• Aufgabe:
In welchen Hafen läuft die schreibende Person laut dem Textauszug ein, während sie schwitzt?

• Textauszug:
..............................
Montag, 10. Juni 2019

Es wird Sommer

Irgendwo im Nichts

Es ist Sommer geworden hier im Norden. So schnell, dass ich meine Ölsachen und warme Unterwäsche nicht schnell genug ausziehen kann und schwitze beim Einlaufen in den Hafen von Kihnu. Ich suche meine kurze Hose raus und erinnere mich an letztes Jahr, wo wir Wochenlang dieses Wetter hatten. Nur das war im Juli. Jetzt Anfang Juni kommt es früh und überraschend.
..............................
Beispiele für Punktbeschriftungen
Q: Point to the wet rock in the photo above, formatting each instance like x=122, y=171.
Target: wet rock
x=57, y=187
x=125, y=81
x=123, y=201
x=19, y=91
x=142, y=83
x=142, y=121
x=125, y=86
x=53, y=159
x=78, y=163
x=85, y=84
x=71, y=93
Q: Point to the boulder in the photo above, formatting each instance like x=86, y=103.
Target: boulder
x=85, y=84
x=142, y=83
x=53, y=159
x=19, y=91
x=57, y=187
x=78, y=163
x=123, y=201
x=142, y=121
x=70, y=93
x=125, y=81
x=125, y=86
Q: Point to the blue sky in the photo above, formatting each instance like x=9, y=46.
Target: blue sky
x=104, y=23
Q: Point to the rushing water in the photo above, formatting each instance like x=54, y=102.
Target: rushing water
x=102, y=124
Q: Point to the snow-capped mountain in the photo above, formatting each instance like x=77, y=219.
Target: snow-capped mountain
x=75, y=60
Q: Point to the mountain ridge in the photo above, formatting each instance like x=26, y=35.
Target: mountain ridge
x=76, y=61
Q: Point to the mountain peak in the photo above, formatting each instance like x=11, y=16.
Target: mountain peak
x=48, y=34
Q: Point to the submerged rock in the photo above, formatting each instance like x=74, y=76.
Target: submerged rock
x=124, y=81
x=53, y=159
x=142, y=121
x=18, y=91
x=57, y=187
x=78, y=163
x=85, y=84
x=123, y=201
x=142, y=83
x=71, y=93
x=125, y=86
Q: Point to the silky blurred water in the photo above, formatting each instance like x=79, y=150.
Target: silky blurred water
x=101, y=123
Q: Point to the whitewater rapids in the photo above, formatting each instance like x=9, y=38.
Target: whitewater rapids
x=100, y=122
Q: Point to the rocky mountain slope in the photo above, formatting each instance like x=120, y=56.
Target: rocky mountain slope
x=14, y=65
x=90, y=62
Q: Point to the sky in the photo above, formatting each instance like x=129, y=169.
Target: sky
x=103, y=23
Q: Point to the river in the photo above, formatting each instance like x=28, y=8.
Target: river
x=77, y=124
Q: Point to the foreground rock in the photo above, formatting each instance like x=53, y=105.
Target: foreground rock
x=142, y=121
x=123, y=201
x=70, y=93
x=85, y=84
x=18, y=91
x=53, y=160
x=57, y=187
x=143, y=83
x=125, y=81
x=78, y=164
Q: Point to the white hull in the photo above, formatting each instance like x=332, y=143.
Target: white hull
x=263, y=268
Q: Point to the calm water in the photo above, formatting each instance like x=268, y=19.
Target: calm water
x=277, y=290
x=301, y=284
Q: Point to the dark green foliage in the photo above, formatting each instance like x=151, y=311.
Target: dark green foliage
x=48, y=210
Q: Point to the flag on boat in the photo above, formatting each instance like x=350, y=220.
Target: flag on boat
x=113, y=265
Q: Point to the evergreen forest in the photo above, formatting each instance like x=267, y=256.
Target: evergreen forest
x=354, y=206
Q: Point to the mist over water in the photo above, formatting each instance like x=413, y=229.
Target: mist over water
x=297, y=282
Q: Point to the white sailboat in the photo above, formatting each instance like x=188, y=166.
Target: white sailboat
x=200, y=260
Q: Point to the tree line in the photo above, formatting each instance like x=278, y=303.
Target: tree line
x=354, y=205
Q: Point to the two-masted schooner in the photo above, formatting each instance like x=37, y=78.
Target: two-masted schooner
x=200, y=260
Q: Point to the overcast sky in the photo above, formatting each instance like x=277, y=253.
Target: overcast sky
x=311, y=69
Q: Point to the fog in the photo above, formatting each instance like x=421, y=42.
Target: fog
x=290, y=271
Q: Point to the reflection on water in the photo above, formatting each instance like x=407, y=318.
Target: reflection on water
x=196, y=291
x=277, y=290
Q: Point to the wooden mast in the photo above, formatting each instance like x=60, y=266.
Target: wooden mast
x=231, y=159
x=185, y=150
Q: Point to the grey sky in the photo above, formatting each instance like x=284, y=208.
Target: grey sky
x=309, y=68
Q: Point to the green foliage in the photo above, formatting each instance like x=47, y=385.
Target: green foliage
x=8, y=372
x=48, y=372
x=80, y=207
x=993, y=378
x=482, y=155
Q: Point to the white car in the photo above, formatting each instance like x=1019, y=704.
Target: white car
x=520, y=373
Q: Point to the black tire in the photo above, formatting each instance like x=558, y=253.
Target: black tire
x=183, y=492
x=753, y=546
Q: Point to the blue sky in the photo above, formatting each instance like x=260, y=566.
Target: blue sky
..............................
• Ergebnis:
In den Hafen von Kihnu.